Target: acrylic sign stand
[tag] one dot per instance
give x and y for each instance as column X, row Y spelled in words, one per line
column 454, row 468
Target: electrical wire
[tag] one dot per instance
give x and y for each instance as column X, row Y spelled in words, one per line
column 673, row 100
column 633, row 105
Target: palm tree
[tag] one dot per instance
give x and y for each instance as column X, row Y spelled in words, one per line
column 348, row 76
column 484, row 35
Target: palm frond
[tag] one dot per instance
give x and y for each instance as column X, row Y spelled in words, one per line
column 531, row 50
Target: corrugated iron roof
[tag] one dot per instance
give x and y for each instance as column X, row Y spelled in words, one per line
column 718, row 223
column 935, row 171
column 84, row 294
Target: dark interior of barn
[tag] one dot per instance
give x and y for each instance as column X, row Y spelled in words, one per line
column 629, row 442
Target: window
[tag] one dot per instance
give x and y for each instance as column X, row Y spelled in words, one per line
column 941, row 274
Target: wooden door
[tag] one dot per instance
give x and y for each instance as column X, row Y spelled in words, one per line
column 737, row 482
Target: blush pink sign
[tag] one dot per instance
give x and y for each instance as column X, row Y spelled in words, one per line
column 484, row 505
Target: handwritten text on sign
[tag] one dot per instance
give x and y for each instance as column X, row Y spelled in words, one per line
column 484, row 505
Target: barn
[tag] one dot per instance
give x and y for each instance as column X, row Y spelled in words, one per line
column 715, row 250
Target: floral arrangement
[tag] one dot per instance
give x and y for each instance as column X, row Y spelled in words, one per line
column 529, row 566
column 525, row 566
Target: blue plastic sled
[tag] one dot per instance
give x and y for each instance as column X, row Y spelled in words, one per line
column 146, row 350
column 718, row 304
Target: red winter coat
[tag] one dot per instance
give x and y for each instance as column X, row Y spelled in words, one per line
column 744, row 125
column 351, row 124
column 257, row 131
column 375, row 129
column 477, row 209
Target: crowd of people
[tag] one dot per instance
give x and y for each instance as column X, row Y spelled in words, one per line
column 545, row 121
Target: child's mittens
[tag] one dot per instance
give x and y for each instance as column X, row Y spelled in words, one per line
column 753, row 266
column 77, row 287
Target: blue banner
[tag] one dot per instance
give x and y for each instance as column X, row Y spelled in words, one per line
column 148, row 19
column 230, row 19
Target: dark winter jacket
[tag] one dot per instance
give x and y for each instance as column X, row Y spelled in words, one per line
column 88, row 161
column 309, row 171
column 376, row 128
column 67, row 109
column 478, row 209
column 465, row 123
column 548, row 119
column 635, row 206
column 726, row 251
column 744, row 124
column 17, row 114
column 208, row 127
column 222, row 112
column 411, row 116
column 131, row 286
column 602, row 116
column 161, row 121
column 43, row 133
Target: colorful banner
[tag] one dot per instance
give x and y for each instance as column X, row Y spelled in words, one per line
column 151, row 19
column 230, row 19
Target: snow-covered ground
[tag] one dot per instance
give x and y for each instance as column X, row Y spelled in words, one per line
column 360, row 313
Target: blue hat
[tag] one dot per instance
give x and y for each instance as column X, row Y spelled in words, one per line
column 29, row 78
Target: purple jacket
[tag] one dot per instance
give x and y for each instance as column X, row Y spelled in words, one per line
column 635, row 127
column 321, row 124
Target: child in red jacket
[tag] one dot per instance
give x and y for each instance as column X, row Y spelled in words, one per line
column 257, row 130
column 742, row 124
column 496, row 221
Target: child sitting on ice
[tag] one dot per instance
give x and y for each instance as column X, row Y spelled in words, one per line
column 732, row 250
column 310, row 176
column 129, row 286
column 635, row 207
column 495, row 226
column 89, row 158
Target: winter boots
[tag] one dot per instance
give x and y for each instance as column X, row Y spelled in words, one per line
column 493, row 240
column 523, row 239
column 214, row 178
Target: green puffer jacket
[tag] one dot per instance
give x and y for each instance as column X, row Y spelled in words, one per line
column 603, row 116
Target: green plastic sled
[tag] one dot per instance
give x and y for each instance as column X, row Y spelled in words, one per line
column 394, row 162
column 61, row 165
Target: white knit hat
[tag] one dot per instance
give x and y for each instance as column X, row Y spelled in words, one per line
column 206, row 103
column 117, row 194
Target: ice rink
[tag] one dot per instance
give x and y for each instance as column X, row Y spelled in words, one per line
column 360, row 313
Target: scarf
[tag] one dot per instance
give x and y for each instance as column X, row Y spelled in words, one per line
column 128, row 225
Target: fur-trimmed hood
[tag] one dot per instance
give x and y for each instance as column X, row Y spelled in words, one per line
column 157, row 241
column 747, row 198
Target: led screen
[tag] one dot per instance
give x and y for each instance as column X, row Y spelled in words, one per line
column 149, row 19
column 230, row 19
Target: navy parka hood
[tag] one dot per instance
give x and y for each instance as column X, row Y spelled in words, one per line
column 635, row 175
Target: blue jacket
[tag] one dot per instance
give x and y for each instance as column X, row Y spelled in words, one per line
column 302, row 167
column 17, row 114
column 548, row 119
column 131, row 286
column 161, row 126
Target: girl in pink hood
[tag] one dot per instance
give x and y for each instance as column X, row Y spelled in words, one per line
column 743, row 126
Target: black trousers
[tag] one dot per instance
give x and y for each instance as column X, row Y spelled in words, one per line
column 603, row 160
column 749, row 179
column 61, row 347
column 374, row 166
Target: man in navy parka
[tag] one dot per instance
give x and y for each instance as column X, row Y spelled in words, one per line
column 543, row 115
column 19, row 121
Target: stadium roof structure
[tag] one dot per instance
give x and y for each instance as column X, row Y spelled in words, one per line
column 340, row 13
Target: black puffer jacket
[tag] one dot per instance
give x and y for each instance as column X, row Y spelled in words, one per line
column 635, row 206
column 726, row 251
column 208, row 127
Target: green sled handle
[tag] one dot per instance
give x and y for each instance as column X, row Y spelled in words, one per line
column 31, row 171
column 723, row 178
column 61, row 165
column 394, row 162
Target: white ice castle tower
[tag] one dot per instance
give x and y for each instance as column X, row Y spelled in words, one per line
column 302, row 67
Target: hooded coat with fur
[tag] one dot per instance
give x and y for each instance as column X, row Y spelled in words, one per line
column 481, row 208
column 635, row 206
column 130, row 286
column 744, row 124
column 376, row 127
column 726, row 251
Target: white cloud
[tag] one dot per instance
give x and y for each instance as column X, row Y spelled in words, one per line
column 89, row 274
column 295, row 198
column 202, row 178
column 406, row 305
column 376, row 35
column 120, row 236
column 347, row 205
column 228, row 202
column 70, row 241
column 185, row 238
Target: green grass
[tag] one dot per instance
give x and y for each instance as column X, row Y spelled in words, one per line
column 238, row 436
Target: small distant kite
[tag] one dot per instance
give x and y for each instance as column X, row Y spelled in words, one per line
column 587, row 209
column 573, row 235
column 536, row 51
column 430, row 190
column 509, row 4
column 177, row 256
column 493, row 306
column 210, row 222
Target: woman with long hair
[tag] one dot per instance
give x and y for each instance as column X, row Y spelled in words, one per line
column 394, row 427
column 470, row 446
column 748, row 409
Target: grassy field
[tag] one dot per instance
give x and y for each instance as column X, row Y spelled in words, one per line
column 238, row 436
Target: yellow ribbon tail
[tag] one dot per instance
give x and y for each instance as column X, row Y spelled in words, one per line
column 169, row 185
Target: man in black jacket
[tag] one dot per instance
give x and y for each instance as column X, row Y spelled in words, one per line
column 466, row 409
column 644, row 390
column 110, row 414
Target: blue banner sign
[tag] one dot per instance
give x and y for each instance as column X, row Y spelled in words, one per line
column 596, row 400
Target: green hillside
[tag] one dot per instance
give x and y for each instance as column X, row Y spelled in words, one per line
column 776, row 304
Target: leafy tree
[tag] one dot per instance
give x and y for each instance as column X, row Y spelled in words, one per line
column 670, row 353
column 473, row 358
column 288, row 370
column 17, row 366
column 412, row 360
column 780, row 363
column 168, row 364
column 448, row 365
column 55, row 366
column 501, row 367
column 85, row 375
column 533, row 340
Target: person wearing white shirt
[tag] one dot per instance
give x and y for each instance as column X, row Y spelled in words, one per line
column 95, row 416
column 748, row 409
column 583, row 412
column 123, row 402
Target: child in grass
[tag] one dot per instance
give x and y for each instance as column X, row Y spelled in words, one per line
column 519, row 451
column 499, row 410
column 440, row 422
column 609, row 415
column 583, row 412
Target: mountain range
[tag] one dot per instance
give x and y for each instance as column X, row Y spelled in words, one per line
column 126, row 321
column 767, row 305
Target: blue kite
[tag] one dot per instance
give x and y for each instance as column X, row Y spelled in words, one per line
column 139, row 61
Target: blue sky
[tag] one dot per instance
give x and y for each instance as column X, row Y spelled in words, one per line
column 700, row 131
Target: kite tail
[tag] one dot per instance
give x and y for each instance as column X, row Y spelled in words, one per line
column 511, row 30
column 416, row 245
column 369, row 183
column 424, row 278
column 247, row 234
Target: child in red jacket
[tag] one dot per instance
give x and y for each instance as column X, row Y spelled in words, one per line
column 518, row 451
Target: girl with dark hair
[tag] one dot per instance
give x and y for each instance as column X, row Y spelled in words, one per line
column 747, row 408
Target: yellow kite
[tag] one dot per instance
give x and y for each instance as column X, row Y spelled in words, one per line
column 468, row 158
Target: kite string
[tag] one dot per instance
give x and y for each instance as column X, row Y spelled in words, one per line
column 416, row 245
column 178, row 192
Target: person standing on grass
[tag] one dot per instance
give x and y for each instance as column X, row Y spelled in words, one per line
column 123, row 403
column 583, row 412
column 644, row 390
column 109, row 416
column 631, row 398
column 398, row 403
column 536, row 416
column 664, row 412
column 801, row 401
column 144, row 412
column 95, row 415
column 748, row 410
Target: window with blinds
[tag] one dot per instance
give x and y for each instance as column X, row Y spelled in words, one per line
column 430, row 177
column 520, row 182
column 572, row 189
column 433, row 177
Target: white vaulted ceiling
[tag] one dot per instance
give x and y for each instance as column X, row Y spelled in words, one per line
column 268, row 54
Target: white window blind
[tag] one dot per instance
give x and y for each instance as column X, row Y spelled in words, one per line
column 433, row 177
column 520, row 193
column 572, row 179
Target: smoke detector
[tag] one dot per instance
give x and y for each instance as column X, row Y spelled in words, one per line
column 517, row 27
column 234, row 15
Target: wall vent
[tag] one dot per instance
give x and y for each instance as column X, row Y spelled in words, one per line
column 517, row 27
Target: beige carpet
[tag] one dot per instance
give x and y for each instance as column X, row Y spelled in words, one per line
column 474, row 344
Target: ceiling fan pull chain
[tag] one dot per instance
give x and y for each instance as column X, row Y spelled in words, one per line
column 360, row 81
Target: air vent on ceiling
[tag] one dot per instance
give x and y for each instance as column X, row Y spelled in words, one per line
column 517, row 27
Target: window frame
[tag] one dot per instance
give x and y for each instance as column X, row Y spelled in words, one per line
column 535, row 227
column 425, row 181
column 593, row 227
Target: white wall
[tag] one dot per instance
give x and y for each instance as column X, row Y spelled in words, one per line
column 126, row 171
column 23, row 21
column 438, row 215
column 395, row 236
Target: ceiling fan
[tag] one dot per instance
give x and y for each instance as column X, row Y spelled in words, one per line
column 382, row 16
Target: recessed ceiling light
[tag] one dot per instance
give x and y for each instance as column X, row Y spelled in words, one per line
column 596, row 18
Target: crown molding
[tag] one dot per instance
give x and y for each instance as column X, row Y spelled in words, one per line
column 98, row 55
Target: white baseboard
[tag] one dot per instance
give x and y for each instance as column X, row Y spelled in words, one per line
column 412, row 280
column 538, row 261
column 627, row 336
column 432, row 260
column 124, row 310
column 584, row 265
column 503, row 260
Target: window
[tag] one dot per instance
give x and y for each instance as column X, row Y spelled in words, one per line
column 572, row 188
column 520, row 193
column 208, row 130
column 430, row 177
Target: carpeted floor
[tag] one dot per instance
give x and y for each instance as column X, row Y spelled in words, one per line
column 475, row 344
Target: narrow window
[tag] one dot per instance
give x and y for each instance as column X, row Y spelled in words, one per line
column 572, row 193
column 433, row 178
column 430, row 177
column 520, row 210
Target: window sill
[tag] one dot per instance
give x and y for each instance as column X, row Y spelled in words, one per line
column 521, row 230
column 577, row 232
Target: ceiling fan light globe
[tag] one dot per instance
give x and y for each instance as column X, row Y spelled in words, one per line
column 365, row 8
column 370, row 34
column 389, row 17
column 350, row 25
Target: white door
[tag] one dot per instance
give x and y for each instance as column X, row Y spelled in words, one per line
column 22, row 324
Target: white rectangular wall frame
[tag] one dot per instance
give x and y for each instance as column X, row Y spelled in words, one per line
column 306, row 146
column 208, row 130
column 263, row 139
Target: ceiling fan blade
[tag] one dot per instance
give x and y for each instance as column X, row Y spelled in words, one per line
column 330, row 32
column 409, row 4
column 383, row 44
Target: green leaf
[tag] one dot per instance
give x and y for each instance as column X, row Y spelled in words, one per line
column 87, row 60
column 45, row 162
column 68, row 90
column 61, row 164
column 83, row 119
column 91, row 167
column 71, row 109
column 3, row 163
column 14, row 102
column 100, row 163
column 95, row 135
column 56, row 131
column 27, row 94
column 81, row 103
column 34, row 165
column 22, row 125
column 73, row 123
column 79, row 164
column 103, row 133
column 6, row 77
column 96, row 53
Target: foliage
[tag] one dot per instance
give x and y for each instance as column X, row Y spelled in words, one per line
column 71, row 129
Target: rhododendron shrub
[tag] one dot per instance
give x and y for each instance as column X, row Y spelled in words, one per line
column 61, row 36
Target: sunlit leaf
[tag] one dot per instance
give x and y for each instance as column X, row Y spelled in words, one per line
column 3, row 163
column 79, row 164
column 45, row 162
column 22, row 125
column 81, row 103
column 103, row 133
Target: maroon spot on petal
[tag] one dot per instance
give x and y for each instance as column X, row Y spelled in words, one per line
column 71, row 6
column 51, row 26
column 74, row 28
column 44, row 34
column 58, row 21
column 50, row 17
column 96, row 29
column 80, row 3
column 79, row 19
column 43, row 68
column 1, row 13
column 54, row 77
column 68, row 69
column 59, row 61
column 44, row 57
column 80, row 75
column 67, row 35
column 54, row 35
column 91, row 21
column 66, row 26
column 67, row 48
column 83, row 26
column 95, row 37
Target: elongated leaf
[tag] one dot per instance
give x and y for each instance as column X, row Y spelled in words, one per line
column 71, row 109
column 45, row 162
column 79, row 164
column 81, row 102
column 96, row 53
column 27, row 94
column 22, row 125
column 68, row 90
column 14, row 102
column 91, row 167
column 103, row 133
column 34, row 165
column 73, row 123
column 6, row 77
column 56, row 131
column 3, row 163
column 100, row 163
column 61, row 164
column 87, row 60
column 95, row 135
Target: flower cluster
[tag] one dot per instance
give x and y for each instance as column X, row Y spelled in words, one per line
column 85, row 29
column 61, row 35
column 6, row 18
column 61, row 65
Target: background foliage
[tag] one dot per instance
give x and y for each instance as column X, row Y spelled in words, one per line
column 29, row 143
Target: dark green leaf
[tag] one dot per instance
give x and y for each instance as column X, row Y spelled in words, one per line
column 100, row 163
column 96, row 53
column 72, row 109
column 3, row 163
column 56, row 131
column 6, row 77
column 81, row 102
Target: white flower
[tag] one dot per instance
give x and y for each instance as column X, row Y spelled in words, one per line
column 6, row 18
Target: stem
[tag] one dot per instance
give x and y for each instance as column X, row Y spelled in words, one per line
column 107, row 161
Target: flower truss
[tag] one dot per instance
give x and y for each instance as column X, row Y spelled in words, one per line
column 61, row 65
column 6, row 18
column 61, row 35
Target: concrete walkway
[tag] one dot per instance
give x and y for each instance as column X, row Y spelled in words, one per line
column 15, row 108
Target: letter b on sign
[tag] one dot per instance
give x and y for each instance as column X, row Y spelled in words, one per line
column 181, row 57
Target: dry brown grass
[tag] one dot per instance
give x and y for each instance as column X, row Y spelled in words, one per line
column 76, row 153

# TASK ITEM
Within the records above, find every line holding the word "blue" and give the total as a bare number.

# SOLUTION TO THE PROBLEM
7